▶ Work to be completed
Could you rescale the stretch of the records below, from the line containing "Target: cloud" through the end of the records, by repeating every line with its request and multiplying each coordinate in the answers by 1.7, rounded to whole numbers with halves going up? Give only those lines, and leave out the pictures.

▶ Given records

────────────────────────────────────────

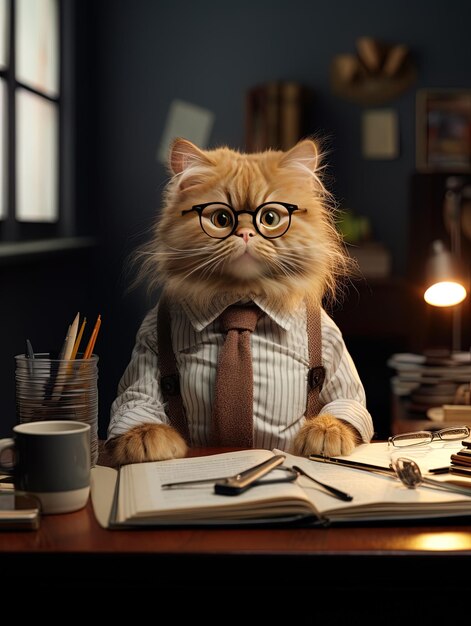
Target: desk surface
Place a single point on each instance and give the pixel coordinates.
(78, 535)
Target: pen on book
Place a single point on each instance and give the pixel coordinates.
(353, 464)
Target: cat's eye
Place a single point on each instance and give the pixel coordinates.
(271, 218)
(222, 218)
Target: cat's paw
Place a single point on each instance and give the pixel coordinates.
(147, 442)
(325, 434)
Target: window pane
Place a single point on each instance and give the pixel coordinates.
(3, 139)
(3, 33)
(37, 52)
(36, 158)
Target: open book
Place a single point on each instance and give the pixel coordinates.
(134, 496)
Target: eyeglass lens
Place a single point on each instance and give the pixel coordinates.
(424, 437)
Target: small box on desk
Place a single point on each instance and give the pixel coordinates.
(457, 413)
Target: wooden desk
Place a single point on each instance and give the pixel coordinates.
(78, 552)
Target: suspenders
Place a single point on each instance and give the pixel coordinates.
(170, 379)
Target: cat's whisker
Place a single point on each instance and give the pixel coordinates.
(209, 264)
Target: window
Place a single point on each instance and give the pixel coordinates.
(34, 155)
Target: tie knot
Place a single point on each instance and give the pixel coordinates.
(240, 318)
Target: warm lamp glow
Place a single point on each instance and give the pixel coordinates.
(445, 293)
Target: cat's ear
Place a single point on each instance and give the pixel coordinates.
(184, 154)
(304, 155)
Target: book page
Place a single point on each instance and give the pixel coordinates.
(375, 496)
(141, 493)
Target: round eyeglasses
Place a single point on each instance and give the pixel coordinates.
(422, 437)
(219, 220)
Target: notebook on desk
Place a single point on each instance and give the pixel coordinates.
(133, 496)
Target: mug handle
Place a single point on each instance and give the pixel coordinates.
(7, 444)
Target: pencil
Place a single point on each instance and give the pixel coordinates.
(78, 340)
(92, 340)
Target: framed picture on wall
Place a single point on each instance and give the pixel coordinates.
(443, 130)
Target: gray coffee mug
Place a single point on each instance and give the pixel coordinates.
(51, 460)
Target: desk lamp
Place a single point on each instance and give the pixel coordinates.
(446, 284)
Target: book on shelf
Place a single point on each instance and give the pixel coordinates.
(275, 115)
(133, 496)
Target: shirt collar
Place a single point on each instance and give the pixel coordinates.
(201, 319)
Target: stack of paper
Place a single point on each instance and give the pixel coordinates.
(429, 382)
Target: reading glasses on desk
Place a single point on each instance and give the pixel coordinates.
(425, 437)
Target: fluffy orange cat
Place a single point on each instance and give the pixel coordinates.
(269, 237)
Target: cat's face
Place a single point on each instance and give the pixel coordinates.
(300, 253)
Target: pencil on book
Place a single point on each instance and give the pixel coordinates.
(92, 340)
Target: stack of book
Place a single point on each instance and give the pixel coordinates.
(461, 460)
(430, 383)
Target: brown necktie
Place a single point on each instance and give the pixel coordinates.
(233, 399)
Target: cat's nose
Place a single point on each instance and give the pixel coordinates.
(245, 233)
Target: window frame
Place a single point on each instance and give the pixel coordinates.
(11, 230)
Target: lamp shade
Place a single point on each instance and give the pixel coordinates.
(445, 283)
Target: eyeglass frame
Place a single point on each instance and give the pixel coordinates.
(434, 436)
(199, 208)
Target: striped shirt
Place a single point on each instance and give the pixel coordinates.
(280, 370)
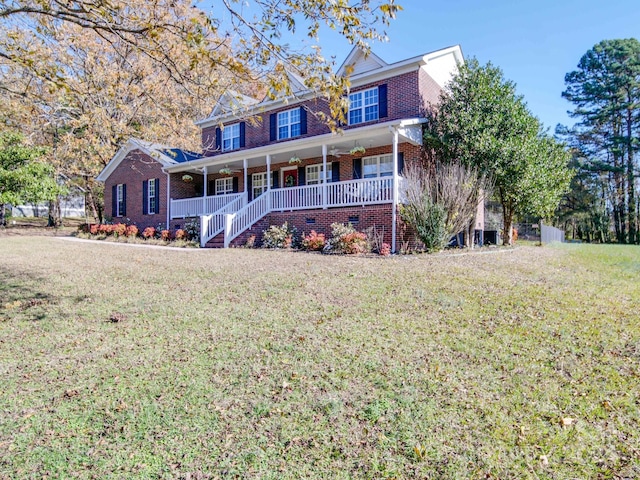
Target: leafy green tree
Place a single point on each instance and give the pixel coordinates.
(481, 122)
(605, 91)
(23, 176)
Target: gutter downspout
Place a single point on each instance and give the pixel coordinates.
(395, 189)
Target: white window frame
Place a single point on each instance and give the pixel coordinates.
(231, 137)
(119, 199)
(151, 196)
(261, 179)
(224, 185)
(376, 161)
(366, 103)
(285, 121)
(318, 176)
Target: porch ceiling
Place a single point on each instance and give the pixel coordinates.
(370, 136)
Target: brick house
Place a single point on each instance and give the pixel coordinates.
(271, 161)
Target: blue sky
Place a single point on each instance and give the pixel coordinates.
(534, 43)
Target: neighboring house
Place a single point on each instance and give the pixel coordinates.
(268, 162)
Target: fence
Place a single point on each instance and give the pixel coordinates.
(550, 234)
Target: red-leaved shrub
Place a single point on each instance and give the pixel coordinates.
(149, 232)
(314, 241)
(132, 231)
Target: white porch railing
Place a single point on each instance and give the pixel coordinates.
(193, 207)
(214, 224)
(238, 222)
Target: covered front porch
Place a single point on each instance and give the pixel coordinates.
(357, 168)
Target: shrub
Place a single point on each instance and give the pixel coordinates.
(192, 227)
(314, 241)
(347, 240)
(119, 229)
(251, 242)
(149, 232)
(279, 237)
(429, 221)
(132, 231)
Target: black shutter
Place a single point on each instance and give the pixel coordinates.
(157, 195)
(335, 171)
(243, 128)
(145, 194)
(382, 101)
(273, 127)
(114, 201)
(123, 213)
(218, 139)
(303, 121)
(357, 168)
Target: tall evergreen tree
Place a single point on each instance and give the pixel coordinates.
(605, 91)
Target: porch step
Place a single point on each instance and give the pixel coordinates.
(216, 242)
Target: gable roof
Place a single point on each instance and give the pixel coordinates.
(164, 155)
(364, 67)
(358, 61)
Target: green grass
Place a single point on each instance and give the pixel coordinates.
(261, 364)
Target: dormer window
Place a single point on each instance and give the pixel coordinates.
(231, 137)
(289, 124)
(363, 106)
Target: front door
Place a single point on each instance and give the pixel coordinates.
(290, 177)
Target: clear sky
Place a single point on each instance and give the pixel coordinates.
(535, 43)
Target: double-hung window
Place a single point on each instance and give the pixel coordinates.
(259, 183)
(231, 137)
(151, 196)
(289, 123)
(363, 106)
(379, 166)
(224, 185)
(120, 200)
(315, 175)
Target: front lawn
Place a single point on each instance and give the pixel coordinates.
(120, 362)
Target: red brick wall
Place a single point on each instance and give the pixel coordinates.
(132, 171)
(404, 100)
(429, 90)
(379, 216)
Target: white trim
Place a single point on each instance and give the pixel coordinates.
(286, 169)
(151, 149)
(296, 144)
(387, 71)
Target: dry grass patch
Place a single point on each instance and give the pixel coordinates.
(271, 364)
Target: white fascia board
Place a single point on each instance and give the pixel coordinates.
(292, 145)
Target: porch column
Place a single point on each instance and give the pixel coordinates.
(395, 190)
(268, 179)
(168, 198)
(204, 191)
(324, 180)
(244, 167)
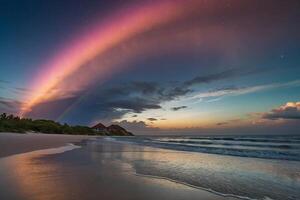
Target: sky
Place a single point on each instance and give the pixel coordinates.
(154, 67)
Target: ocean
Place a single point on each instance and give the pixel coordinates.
(247, 167)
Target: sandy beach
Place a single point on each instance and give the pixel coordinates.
(89, 172)
(14, 143)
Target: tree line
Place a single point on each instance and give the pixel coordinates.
(11, 123)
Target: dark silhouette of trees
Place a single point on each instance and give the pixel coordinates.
(11, 123)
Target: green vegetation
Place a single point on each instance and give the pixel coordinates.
(11, 123)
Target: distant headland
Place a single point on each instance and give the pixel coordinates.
(11, 123)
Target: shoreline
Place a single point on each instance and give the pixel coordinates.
(16, 143)
(120, 176)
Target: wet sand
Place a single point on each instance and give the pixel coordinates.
(89, 172)
(15, 143)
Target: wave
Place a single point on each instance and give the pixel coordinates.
(279, 148)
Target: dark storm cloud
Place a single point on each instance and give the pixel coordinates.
(135, 126)
(288, 111)
(152, 119)
(136, 105)
(110, 103)
(178, 108)
(9, 105)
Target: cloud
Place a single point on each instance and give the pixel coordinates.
(152, 119)
(135, 126)
(221, 123)
(178, 108)
(230, 73)
(9, 105)
(235, 91)
(290, 110)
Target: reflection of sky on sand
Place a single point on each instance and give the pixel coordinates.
(107, 169)
(91, 172)
(34, 178)
(224, 174)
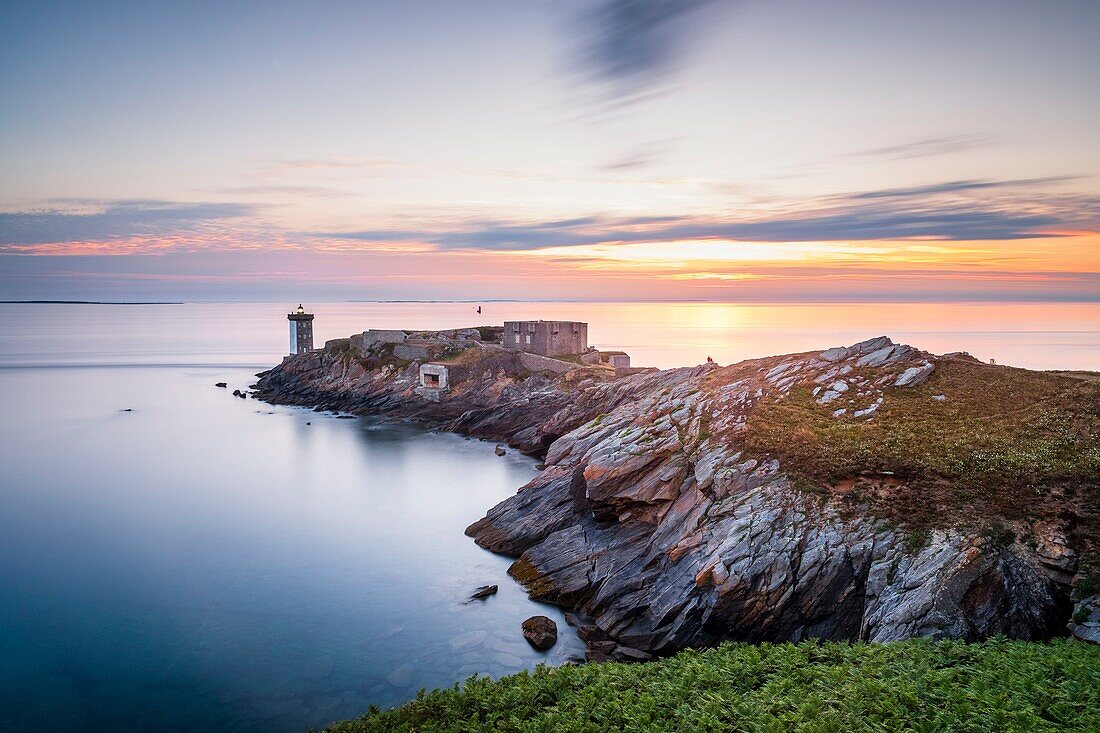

────────────────────────────────────────

▶ Task result
Target: cloud
Place a single point on each instance and give the pixel coordinates.
(258, 202)
(230, 214)
(376, 209)
(303, 184)
(391, 124)
(15, 179)
(400, 155)
(493, 187)
Target: reflection of sky on sand
Place a single point on each instance and give the pixel coordinates.
(182, 287)
(155, 292)
(58, 303)
(381, 296)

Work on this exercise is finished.